TASK:
Transcribe the stretch of entries below from the line with "Target: rock ceiling" through the line with "Target: person in red shirt", exactly and with both ends included; leave out all other lines.

DATA RECORDS:
*** Begin section ***

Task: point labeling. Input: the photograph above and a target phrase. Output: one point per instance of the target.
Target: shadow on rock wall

*** End section ***
*** Begin section ***

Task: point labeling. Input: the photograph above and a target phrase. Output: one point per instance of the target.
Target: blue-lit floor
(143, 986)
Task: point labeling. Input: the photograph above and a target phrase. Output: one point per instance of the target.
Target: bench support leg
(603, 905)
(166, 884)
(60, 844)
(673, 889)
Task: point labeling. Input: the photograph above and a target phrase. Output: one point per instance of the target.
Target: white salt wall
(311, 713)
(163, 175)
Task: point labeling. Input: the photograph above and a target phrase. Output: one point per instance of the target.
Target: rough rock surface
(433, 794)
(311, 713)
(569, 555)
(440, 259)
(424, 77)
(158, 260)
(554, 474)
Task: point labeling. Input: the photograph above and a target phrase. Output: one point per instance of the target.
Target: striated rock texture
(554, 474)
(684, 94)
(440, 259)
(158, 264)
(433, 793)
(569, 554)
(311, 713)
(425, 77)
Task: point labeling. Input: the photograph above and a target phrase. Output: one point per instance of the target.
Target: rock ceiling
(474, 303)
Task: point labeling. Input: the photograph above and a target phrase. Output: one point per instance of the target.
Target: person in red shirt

*** End section ***

TASK SOLUTION:
Target: rock ceiling
(474, 303)
Task: point labeling. Input: the photograph above and a target phrase. Output: one point per instance of the target.
Target: person in red shirt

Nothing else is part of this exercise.